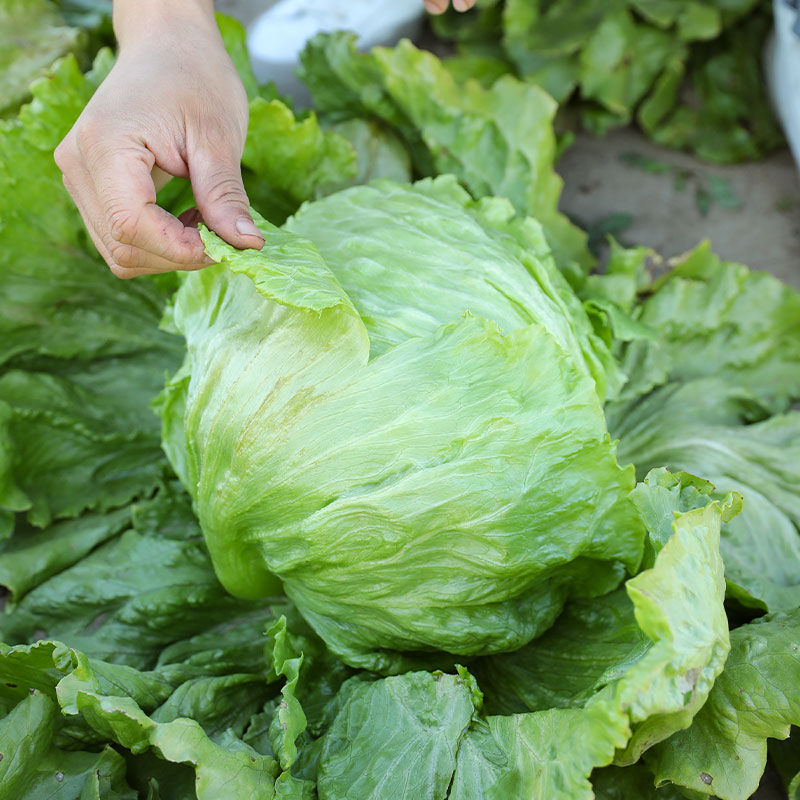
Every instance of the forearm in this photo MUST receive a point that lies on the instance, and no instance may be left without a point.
(138, 19)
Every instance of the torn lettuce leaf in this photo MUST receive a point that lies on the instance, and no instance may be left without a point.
(422, 734)
(717, 317)
(485, 261)
(32, 766)
(724, 752)
(704, 427)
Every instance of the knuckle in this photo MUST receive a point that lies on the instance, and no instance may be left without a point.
(122, 273)
(123, 255)
(122, 225)
(61, 156)
(225, 190)
(88, 133)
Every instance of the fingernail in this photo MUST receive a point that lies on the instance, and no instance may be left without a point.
(247, 227)
(435, 6)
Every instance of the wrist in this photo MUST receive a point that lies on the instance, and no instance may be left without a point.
(136, 20)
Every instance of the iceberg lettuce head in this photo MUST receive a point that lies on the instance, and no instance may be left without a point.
(394, 412)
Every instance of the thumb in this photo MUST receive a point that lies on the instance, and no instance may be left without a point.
(219, 193)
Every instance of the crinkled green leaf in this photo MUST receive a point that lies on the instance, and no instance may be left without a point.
(32, 767)
(287, 161)
(724, 752)
(785, 755)
(83, 350)
(690, 72)
(34, 556)
(126, 600)
(498, 141)
(288, 720)
(228, 767)
(397, 737)
(615, 783)
(718, 317)
(510, 277)
(702, 427)
(379, 152)
(280, 385)
(86, 441)
(609, 679)
(32, 36)
(57, 298)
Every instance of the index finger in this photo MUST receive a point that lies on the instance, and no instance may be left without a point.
(126, 216)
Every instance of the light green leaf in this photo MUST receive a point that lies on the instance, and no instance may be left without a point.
(704, 427)
(288, 161)
(32, 767)
(497, 142)
(32, 36)
(617, 687)
(724, 752)
(406, 731)
(510, 277)
(398, 450)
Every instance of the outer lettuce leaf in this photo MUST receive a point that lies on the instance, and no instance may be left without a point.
(498, 141)
(484, 261)
(639, 58)
(701, 427)
(613, 783)
(360, 483)
(34, 556)
(126, 600)
(406, 731)
(57, 297)
(86, 440)
(379, 152)
(32, 36)
(724, 752)
(32, 767)
(716, 316)
(417, 734)
(78, 433)
(227, 768)
(785, 755)
(287, 161)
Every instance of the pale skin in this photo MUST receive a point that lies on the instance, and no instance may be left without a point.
(173, 105)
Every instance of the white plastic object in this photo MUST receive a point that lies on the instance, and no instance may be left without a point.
(783, 70)
(276, 39)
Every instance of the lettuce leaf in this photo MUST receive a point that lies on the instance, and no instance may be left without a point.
(422, 734)
(724, 752)
(280, 423)
(703, 427)
(497, 142)
(32, 36)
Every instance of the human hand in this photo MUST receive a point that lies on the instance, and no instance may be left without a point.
(173, 103)
(440, 6)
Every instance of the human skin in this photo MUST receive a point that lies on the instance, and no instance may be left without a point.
(172, 105)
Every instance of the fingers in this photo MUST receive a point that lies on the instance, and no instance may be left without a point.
(436, 6)
(116, 198)
(440, 6)
(219, 193)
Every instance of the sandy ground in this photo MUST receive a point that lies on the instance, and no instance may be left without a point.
(670, 201)
(608, 179)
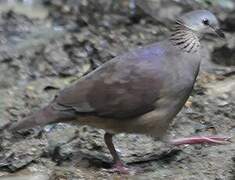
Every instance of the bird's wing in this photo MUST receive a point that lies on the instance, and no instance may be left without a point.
(124, 87)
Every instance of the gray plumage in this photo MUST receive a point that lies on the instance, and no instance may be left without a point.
(137, 92)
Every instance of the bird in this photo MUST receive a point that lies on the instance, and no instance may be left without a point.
(140, 91)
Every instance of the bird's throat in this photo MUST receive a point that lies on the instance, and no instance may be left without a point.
(184, 38)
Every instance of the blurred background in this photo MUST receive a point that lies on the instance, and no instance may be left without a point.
(46, 45)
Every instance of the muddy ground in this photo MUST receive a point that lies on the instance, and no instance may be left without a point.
(41, 55)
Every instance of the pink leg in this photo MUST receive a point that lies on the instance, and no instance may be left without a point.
(118, 165)
(200, 140)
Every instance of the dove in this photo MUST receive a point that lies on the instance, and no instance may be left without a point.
(140, 91)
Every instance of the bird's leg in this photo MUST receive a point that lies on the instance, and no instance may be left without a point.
(118, 165)
(200, 140)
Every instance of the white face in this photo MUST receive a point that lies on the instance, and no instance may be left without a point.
(201, 21)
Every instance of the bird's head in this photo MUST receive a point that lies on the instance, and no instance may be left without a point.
(201, 22)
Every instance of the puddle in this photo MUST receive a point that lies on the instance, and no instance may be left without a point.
(30, 8)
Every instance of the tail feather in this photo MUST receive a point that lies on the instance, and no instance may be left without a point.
(45, 116)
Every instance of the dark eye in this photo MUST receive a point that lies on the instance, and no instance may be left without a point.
(205, 22)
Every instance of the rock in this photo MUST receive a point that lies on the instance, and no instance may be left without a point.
(26, 177)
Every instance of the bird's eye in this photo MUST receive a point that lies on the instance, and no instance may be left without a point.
(205, 22)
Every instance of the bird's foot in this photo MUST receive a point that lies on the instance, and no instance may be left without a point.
(201, 140)
(120, 168)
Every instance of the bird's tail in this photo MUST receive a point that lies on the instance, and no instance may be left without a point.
(45, 116)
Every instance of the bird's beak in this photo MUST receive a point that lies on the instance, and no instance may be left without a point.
(220, 33)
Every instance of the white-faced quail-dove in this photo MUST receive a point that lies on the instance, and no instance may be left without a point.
(138, 92)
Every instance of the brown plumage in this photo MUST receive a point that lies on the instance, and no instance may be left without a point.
(137, 92)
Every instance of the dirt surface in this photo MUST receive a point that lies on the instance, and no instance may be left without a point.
(39, 56)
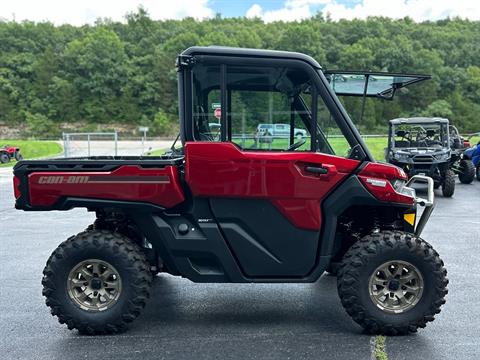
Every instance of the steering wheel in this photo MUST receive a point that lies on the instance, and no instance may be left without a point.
(296, 145)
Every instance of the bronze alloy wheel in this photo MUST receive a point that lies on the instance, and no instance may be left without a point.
(94, 285)
(396, 286)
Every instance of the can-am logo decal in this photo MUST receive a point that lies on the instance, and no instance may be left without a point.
(63, 179)
(103, 180)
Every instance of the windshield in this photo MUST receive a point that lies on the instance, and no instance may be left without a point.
(370, 84)
(419, 136)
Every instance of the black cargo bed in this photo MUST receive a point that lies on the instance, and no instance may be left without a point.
(96, 163)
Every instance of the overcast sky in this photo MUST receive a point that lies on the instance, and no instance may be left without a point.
(87, 11)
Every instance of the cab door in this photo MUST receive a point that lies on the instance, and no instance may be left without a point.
(267, 200)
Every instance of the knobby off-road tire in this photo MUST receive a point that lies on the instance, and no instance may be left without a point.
(467, 172)
(113, 251)
(448, 185)
(360, 265)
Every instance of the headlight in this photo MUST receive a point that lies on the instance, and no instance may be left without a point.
(443, 156)
(399, 186)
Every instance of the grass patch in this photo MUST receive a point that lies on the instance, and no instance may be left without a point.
(379, 350)
(31, 149)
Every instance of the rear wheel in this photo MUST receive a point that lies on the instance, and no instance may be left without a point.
(4, 158)
(448, 185)
(97, 282)
(466, 172)
(392, 283)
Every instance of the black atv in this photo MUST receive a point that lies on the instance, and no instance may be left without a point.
(461, 165)
(421, 146)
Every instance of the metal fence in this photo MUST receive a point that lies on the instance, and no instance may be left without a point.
(90, 144)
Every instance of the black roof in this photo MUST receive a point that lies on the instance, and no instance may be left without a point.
(418, 120)
(232, 51)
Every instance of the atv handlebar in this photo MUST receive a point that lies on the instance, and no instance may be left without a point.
(428, 203)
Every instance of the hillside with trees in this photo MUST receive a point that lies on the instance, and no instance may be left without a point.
(123, 73)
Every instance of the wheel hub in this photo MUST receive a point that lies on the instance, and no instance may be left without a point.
(94, 285)
(393, 285)
(396, 286)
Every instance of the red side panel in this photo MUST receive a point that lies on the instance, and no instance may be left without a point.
(127, 183)
(222, 170)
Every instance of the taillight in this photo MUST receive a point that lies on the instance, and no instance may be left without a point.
(387, 183)
(16, 184)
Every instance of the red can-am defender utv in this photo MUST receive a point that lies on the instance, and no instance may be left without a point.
(8, 152)
(219, 209)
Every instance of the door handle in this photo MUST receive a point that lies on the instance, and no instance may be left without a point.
(317, 170)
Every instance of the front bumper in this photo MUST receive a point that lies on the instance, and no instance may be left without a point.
(428, 203)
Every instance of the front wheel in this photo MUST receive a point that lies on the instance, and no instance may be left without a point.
(392, 283)
(97, 282)
(467, 172)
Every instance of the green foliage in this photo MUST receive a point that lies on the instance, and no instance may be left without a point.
(162, 124)
(124, 72)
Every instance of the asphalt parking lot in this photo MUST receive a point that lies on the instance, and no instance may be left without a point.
(184, 320)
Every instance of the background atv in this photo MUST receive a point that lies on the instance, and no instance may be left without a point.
(473, 154)
(421, 146)
(8, 152)
(461, 165)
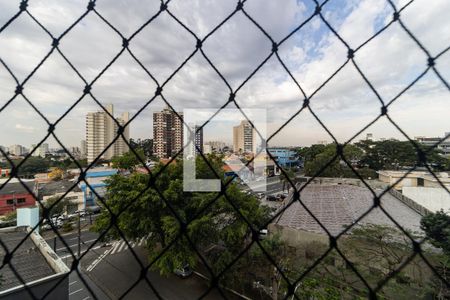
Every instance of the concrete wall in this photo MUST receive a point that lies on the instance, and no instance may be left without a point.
(409, 202)
(57, 287)
(432, 198)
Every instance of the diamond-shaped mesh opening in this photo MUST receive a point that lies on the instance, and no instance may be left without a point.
(325, 239)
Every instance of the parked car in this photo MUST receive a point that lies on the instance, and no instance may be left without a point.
(184, 271)
(271, 198)
(281, 196)
(81, 212)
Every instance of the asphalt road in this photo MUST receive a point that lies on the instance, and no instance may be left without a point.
(111, 271)
(117, 273)
(77, 288)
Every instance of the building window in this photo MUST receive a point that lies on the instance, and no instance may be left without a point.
(420, 182)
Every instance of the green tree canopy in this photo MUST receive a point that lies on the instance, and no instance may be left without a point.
(209, 223)
(437, 229)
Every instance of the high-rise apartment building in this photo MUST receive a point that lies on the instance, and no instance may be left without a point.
(101, 129)
(167, 133)
(197, 145)
(443, 146)
(243, 137)
(83, 149)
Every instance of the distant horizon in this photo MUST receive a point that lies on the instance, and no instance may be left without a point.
(229, 143)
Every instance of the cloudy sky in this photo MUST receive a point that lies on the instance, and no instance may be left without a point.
(345, 104)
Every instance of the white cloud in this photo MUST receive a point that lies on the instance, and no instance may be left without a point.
(390, 62)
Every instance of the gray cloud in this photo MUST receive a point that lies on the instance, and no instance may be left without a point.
(346, 103)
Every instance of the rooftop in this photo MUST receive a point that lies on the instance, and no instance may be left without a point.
(337, 206)
(16, 187)
(55, 187)
(28, 260)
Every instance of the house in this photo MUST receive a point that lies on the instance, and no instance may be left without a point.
(14, 195)
(38, 271)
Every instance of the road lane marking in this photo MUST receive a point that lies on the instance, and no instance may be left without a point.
(116, 245)
(74, 292)
(70, 255)
(70, 246)
(98, 260)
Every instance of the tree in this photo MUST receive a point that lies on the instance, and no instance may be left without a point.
(56, 174)
(437, 229)
(146, 145)
(128, 161)
(144, 211)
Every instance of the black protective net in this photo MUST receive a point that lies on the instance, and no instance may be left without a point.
(297, 282)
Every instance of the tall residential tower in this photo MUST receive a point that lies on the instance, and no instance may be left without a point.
(167, 133)
(243, 137)
(101, 130)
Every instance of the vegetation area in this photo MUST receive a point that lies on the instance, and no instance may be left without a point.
(144, 145)
(216, 228)
(189, 224)
(367, 157)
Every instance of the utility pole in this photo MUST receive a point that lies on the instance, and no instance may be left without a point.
(79, 235)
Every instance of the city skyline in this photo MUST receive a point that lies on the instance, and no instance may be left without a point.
(344, 105)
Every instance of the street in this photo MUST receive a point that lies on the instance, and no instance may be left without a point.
(111, 270)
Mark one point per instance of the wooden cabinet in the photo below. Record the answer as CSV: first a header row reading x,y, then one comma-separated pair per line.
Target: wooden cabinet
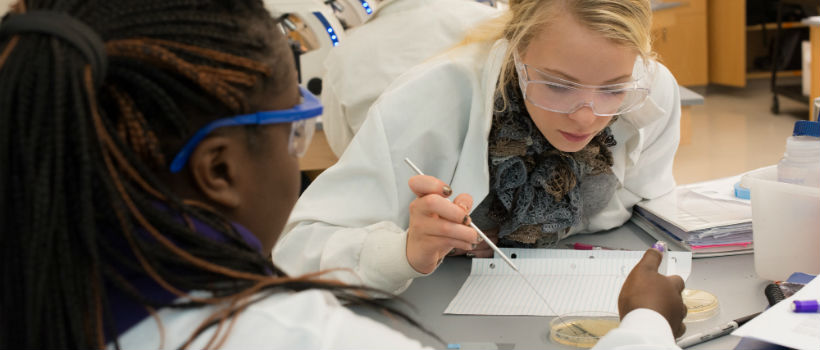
x,y
680,39
727,42
733,45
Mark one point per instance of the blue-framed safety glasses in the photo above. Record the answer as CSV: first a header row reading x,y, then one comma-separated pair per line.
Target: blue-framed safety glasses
x,y
302,118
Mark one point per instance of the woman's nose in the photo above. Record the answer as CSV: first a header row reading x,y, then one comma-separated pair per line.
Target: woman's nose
x,y
583,116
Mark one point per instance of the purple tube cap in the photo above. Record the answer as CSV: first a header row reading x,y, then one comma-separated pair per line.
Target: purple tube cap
x,y
805,306
660,246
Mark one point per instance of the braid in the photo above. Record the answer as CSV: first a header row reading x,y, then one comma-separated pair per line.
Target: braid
x,y
79,191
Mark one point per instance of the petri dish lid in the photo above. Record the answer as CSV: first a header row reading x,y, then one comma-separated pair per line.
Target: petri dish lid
x,y
582,329
700,305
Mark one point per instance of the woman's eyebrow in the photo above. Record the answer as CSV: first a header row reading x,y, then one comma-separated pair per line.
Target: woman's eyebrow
x,y
576,80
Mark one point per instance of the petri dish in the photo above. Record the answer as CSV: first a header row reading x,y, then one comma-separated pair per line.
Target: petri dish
x,y
582,329
700,305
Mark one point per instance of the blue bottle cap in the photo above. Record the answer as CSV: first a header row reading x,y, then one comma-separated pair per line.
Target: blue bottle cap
x,y
742,192
805,306
806,128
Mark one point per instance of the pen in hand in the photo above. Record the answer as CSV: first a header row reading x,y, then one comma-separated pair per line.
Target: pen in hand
x,y
478,230
716,332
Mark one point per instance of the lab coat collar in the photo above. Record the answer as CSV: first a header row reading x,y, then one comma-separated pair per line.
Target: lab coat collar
x,y
645,115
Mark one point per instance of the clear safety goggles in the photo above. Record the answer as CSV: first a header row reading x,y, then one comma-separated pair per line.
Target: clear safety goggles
x,y
559,95
302,118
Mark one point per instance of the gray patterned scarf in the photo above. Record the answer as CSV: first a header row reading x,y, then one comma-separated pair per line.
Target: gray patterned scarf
x,y
538,191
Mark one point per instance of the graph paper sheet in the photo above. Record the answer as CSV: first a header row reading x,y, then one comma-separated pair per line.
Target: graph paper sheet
x,y
570,280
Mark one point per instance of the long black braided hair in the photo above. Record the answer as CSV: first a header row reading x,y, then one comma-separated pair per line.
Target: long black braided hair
x,y
79,166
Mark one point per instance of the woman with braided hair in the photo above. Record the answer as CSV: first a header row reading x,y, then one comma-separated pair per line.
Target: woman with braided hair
x,y
149,161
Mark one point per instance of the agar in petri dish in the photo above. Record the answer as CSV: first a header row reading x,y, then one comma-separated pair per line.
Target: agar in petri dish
x,y
700,305
582,329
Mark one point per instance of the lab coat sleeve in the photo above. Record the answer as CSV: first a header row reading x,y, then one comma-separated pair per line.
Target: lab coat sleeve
x,y
334,121
651,176
347,219
642,329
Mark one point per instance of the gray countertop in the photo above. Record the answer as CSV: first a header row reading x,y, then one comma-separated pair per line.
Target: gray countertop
x,y
689,97
731,278
658,6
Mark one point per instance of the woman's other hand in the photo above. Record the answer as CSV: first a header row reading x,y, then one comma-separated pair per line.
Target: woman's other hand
x,y
437,226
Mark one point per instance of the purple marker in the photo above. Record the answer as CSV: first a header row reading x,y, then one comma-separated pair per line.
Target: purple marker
x,y
663,268
805,306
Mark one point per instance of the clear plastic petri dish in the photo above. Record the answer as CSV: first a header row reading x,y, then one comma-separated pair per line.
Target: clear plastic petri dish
x,y
700,305
582,329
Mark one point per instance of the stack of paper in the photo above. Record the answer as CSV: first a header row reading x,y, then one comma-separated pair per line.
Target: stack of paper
x,y
570,280
704,218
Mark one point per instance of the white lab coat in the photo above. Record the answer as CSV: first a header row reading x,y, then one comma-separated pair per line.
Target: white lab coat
x,y
315,320
354,216
402,34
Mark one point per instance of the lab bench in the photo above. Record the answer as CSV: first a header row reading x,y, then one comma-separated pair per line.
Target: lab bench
x,y
730,278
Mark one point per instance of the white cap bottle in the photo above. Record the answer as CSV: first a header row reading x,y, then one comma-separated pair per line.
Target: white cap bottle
x,y
801,162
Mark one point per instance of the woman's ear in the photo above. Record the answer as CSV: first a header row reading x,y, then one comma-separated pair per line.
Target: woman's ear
x,y
216,168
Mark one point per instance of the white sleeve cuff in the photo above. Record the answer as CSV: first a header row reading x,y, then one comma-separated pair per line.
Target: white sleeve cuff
x,y
384,262
640,329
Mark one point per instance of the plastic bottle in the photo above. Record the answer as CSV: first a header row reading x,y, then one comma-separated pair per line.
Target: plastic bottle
x,y
801,162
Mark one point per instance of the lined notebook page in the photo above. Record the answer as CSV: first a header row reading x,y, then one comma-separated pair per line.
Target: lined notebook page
x,y
570,280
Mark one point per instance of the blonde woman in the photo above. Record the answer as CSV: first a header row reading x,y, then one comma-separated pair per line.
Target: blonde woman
x,y
553,119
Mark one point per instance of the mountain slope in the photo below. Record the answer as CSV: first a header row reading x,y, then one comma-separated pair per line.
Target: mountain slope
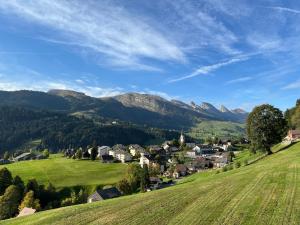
x,y
19,125
262,193
135,108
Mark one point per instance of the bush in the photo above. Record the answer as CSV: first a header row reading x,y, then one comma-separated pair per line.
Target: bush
x,y
237,164
230,167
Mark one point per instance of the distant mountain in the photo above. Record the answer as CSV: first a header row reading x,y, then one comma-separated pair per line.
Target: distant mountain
x,y
56,131
135,108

:::::

§ Instructions to follow: Do not copy pictures. Restate exactly the lines from the one containing "Mark one point per instance of the white cap" through the last line of the records.

§ Correct answer:
Mark one point per instance of the white cap bottle in the photo above. Record the answer as CSV: first a header row reading x,y, then one comma-separated pair per line.
Target: white cap bottle
x,y
801,162
Mark one point per instance of the woman's ear in the photo above. Record the answer as CSV: first a header row reading x,y, then one comma-separated pair per line.
Target: woman's ear
x,y
216,168
Mark one point per instance of the white sleeve cuff in the photo above. Record the answer as CSV: first a header row reading x,y, then one comma-separated pair per line.
Target: white sleeve cuff
x,y
384,262
640,329
Mark one point per instance of the plastic bottle in the photo above. Record the answer as CSV: first a header row reading x,y, then one comma-separated pair per line.
Target: plastic bottle
x,y
801,162
Mark one point per instance of the lined notebook page in the photo above. Record the answer as CSV: first a header row reading x,y, then one comma-separated pair per line.
Target: lined notebook page
x,y
570,280
Mark one point per instance of the blonde woman in the photo above. Record the answer as CSV: first a header row reading x,y, then one comma-separated pair per line.
Target: blonde woman
x,y
553,119
Mark one point per instance of the mountain slope in the photo below. Record the answer as CSV: first a header row reading x,y, then one comma-separated pair per line.
Target: mountain slope
x,y
19,125
262,193
135,108
Mark one point per instance of the bush in the photo above. Record the answer as CSV: first a header row reading x,y, then one comma-separated pair per line.
Target: bush
x,y
237,164
230,167
Mark one point per instance of the distant mountain in the photo above. Record the answer as CSV: first a header row reading x,y, then one comma-separated pair per line.
Target: distant mountain
x,y
56,131
135,108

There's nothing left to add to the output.